*To do*: Reproduce the lines of the material exactly, excluding every image.

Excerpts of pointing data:
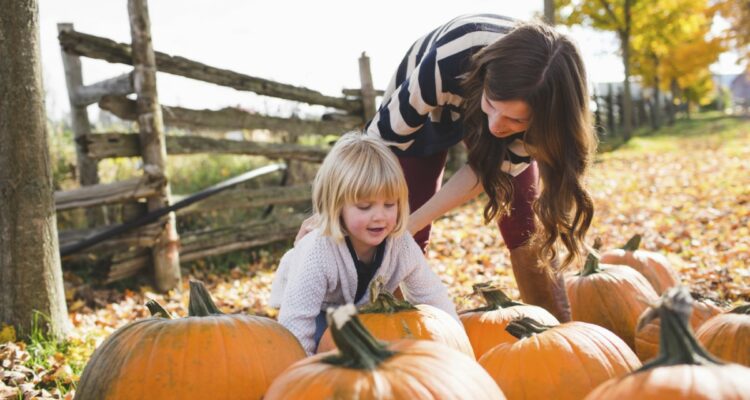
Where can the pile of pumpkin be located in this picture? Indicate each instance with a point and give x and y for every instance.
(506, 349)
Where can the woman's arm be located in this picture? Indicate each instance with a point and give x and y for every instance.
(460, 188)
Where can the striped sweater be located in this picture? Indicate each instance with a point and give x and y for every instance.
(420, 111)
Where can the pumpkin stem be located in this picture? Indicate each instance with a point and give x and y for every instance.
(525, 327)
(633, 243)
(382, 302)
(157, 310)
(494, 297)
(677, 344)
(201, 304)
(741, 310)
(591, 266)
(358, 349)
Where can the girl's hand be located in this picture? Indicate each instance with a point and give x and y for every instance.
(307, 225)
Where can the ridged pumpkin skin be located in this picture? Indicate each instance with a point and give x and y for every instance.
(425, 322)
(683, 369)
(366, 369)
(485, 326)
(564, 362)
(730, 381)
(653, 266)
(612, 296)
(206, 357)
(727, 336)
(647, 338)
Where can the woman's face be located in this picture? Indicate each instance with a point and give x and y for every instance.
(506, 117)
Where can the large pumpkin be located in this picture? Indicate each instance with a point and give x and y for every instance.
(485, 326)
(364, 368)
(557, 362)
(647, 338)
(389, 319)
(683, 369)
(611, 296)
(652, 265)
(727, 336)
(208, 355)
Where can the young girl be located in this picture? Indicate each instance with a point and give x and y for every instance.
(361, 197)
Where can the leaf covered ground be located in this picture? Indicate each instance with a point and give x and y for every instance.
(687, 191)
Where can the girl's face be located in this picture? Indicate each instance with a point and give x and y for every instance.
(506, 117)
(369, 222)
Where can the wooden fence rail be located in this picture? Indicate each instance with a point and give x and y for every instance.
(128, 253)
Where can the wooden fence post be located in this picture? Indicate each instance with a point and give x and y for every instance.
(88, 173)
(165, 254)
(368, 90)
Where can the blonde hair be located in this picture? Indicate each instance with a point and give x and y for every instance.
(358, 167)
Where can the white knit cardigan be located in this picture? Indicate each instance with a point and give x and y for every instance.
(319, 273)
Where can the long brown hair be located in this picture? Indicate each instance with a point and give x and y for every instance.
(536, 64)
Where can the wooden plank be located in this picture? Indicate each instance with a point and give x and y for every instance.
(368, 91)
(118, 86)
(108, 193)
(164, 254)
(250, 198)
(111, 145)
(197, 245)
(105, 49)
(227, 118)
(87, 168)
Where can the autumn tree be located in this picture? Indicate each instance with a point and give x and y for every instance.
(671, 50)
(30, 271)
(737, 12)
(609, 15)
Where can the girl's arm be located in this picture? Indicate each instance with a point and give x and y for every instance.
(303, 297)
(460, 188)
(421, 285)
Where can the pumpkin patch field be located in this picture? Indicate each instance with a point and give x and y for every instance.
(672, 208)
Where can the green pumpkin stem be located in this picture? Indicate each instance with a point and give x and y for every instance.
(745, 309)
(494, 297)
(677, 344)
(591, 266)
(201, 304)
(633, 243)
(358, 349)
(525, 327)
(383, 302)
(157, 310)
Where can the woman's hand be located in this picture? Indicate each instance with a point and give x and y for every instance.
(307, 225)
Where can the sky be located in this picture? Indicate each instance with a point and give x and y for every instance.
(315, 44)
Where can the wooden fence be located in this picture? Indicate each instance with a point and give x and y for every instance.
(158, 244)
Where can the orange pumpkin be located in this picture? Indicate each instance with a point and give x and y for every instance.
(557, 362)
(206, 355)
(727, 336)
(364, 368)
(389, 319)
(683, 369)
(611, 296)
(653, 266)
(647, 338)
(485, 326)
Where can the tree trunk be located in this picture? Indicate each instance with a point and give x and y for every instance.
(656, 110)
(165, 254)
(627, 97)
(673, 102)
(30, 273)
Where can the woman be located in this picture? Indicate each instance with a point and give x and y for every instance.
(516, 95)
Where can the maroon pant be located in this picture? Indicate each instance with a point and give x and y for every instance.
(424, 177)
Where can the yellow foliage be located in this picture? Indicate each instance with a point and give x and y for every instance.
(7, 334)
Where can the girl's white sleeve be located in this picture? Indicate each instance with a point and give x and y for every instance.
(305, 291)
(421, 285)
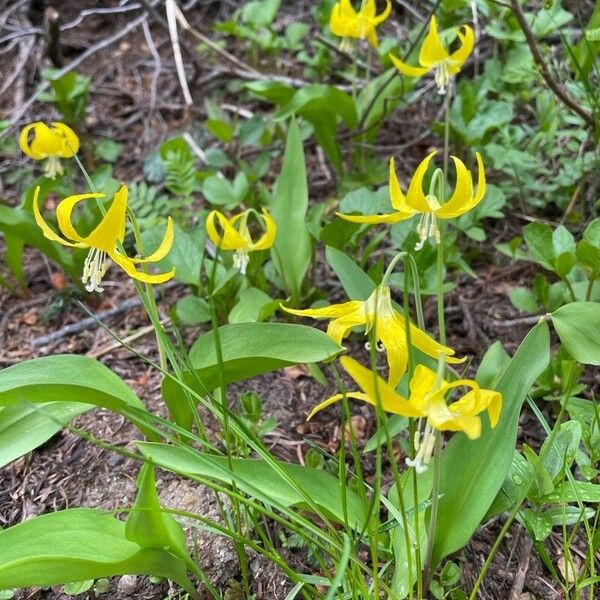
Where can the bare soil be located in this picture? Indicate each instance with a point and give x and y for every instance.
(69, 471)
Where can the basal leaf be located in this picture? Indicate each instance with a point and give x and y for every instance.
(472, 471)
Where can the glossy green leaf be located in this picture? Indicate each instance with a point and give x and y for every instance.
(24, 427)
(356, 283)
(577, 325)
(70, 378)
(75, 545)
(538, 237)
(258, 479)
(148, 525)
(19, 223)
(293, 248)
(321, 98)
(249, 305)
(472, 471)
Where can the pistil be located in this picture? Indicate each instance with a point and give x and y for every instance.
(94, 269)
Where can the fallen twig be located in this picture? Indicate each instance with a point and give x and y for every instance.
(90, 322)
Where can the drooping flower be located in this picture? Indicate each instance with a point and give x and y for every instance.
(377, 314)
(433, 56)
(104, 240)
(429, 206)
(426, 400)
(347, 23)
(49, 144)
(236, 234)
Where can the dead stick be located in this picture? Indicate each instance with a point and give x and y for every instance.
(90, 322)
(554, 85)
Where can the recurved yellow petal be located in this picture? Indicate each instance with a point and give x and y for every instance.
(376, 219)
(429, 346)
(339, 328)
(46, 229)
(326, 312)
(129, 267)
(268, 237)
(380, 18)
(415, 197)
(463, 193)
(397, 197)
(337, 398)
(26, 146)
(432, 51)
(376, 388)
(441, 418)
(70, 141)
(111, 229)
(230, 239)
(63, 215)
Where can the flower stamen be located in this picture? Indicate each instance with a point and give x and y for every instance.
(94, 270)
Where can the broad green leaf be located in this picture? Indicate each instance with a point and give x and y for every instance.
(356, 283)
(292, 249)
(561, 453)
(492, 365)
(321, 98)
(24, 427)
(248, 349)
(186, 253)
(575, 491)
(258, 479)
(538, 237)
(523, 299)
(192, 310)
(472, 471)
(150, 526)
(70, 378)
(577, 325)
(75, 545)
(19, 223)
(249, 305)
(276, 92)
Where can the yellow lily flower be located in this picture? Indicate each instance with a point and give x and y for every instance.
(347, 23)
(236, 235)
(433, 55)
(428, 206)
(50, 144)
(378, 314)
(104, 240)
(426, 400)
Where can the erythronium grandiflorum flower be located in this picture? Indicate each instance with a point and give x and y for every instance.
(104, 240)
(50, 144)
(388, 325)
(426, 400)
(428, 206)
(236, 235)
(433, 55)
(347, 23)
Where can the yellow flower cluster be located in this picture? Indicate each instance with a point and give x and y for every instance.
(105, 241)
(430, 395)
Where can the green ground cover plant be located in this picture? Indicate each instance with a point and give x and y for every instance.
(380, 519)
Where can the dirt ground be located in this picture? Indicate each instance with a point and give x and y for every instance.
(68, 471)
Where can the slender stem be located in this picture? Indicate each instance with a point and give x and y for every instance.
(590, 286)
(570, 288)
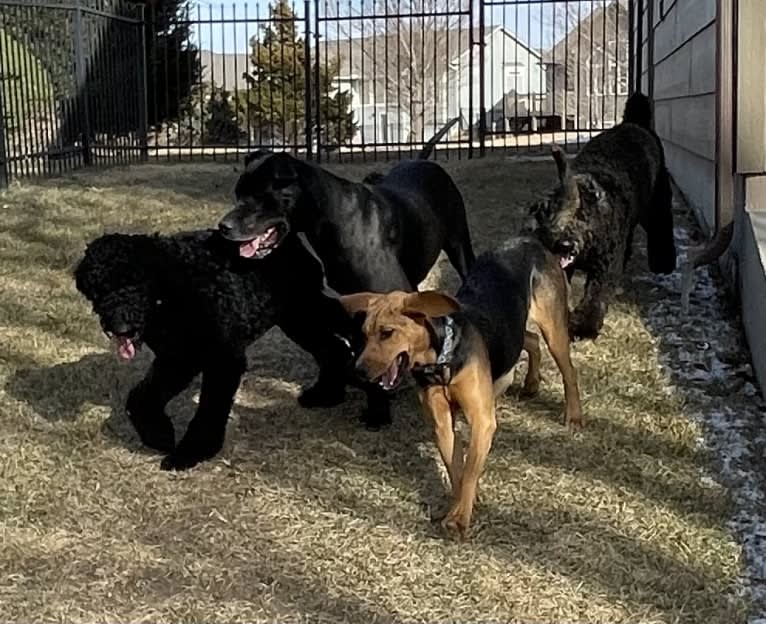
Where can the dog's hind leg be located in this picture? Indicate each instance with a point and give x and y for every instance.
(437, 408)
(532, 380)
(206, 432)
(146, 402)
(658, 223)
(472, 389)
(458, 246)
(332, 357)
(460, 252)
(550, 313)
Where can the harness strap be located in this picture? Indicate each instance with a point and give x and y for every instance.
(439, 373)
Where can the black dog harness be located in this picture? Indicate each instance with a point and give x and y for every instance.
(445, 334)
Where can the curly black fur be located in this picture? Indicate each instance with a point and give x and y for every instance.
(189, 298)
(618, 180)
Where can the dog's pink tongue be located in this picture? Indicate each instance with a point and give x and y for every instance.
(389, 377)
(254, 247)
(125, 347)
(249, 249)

*Task result*:
Where can the pile of pumpkin be located in this picture? Indicate each instance with a point and give x and y for every instance.
(506, 349)
Where can the woman's arm be located in this picture? Indicate each instance with a point and give x and y for every instance.
(460, 188)
Where can the striped sweater be located in this picture? Indicate each instance with a point and give x and y for every instance.
(420, 111)
Where can the pumpkin stem be located in this picture? Indicate each instance with a point and give x and y for every instance.
(525, 327)
(633, 243)
(382, 302)
(157, 310)
(494, 297)
(677, 344)
(201, 304)
(741, 310)
(591, 266)
(358, 349)
Where can the girl's hand be located in this picture? Indicate each instance with a point and give x and y for every instance.
(307, 225)
Where can the ridged pumpkin skin be located in this picture? Indicate each instance with a point and give x and y for every instance.
(425, 322)
(683, 369)
(366, 369)
(485, 326)
(564, 362)
(730, 381)
(653, 266)
(612, 296)
(206, 357)
(727, 336)
(647, 338)
Where can the woman's face be located in this picture? Indicate each instance with a point and give x and y for every instance.
(506, 117)
Where can the large pumpkin be located in this picture? Indicate each instance with a point and give x and y for every instance.
(485, 326)
(364, 368)
(557, 362)
(647, 338)
(389, 319)
(683, 369)
(611, 296)
(652, 265)
(727, 336)
(208, 355)
Where can the young girl be located in this picture? Indicate each instance with a point and give x and y for every instance.
(361, 197)
Where can the leaf covered ground be located in this picture? Indicate each instance with a point and give x and y for every instance.
(687, 191)
Where can the girl's face be located in this picture? Indicate each instance with a point and give x and y for every instance.
(506, 117)
(369, 222)
Where can the wooden fence rail be located in this picture? Indicate each instance with a point and give x and y for every instance.
(128, 253)
Where can the wooden fence post be located in this picture? Indicate each instance with a point and give x and y for every instance.
(88, 173)
(165, 254)
(368, 90)
Where can the blonde hair be located in this picture? Indicate each instance with a point and give x and y for every instance.
(358, 167)
Where can the white knit cardigan be located in this picture? Indicate each instance with a point and give x and y for every instance.
(319, 273)
Where can the long brown hair be located in this picture? Indicate each instance with a point and give x and y for every instance.
(536, 64)
Where can the wooden plank be located in this picture? Indicate each instance with a point and give x and y for every instance.
(368, 91)
(118, 86)
(108, 193)
(164, 254)
(250, 198)
(111, 145)
(197, 245)
(105, 49)
(227, 118)
(87, 168)
Where can the autumn tree be located in this picture? Indicate each instance with a point and give x and y for every instance.
(671, 50)
(30, 271)
(737, 12)
(609, 15)
Where can the girl's arm be located in this picture? Indicate each instance with a point and give x and y for every instance.
(303, 297)
(460, 188)
(421, 285)
Where can the pumpkin patch field be located in this picture? Indicate each instance with a point and give x and y for every instance.
(672, 208)
Where can the green pumpkin stem be located in this picture? Indicate each instance with a point and give x and y for every instance.
(745, 309)
(494, 297)
(677, 344)
(591, 266)
(201, 304)
(633, 243)
(358, 349)
(525, 327)
(383, 302)
(157, 310)
Where can the woman's hand be located in this picture? Indicate each instance with a point and give x and y for every instance.
(307, 225)
Where can the sky be located in this picture? Indicate each instance with a point and give x and y for every instance.
(315, 44)
Where can the wooden fence be located in this picture? Indicate each instance with a point and give x and y for every instance.
(158, 244)
Where can the orange pumpkin be located in this picture? Indicate each instance with a point and give x and y for every instance.
(557, 362)
(206, 355)
(727, 336)
(364, 368)
(389, 319)
(683, 369)
(611, 296)
(653, 266)
(647, 338)
(485, 326)
Where can the tree trunk be located in this picture? Indicate each instance with a point and give x and y for every instance.
(656, 110)
(165, 254)
(627, 97)
(673, 102)
(30, 273)
Where can the woman be located in this picture? Indicate each instance with a point and give x and y for every instance.
(516, 95)
Where can the maroon pant be located in this picture? Indicate each instance with a point and give x and y for every instance.
(424, 177)
Where can the yellow foliage be located in this picture? Indicate each instance with a point and give x and y for every instance.
(7, 334)
Where can the girl's white sleeve be located in this picture? Indicate each instance with a point and give x and y for every instance.
(305, 291)
(421, 285)
Where can the bare soil be located in this picture? Indicate each instance with a point and give x and y for every instance.
(69, 471)
Where can the basal leaf be located in this picture? Indicate each instance with a point and give x and y for every instance.
(472, 471)
Where can the glossy green leaf be located in this picture? Indicate each instance with a point and give x and y for every instance.
(24, 427)
(356, 283)
(577, 325)
(70, 378)
(75, 545)
(538, 237)
(258, 479)
(148, 525)
(19, 223)
(293, 248)
(321, 98)
(249, 305)
(472, 471)
Where can the pistil be located in this picture? Indicate each instance with a point and give x and y for every instance.
(94, 269)
Where can the fallen twig be located in this picture? Indicate each instance with a point and give x and y for every instance.
(90, 322)
Where can the drooping flower be located in this picture? Indicate each instance with a point and give x and y for every instance.
(377, 314)
(433, 56)
(104, 240)
(429, 206)
(426, 400)
(347, 23)
(49, 144)
(236, 234)
Where can the dead stick be located in this picture? Indicate each instance with a point and give x and y for every instance.
(90, 322)
(554, 85)
Where can the recurved yellow petal be located in this picture? Indicate each instance with a point and give x and y for every instance.
(376, 219)
(429, 346)
(339, 328)
(46, 229)
(326, 312)
(129, 267)
(268, 237)
(380, 18)
(415, 197)
(463, 193)
(397, 197)
(337, 398)
(26, 146)
(432, 51)
(376, 388)
(441, 418)
(70, 141)
(111, 229)
(230, 239)
(63, 215)
Where can the flower stamen be located in this picture? Indicate each instance with a point and give x and y for every instance.
(94, 270)
Where can the broad green leaf be located in this picture? Indicate each instance with a point and give x and y for every instance.
(356, 283)
(292, 249)
(561, 453)
(492, 365)
(321, 98)
(24, 427)
(248, 349)
(186, 253)
(575, 491)
(258, 479)
(538, 237)
(523, 299)
(192, 310)
(472, 471)
(150, 526)
(70, 378)
(577, 325)
(75, 545)
(19, 223)
(249, 305)
(276, 92)
Where can the yellow lily flower be located in this picture? Indicate each instance with a point and give x and y for every instance.
(347, 23)
(236, 235)
(433, 55)
(428, 206)
(50, 144)
(378, 314)
(104, 240)
(426, 400)
Where can the erythronium grandiflorum flower be located in this picture? Indicate each instance with a point and give x and y for every instance.
(104, 240)
(50, 144)
(388, 325)
(426, 400)
(428, 206)
(236, 235)
(433, 55)
(347, 23)
Where can the yellow flower cluster be located in this picture? Indicate each instance with a point and give x and y for every instance.
(105, 241)
(430, 395)
Where can the green ground cover plant be located in this picture? Indicate each instance with a point and give x and y for every instance.
(380, 519)
Where can the dirt ground be located in this picture? Indicate each instance with a point and give x and y for every instance.
(68, 471)
Where can the slender stem be located in this picture? Indicate each instance with a point and give x and y for every instance.
(590, 286)
(570, 288)
Where can the dog's hind leg be located in this picture? Indicate each instance with a point and give x and y for every instance.
(437, 408)
(532, 380)
(206, 432)
(146, 402)
(658, 223)
(472, 389)
(458, 246)
(332, 357)
(460, 252)
(550, 313)
Where can the harness strap be located in this picture? Indicate each instance with a point and give x and y for every instance.
(439, 373)
Where can the black dog harness be located in this picture? Indicate each instance with a point and give x and y for every instance.
(445, 334)
Where can the curly black fur be located in this picture? Indicate each instance with a point and give x and y for every instance.
(189, 298)
(618, 180)
Where can the dog's pink tongue be located in this picture? Indicate each instance with a point and give x and y for every instance.
(389, 377)
(254, 247)
(125, 347)
(249, 249)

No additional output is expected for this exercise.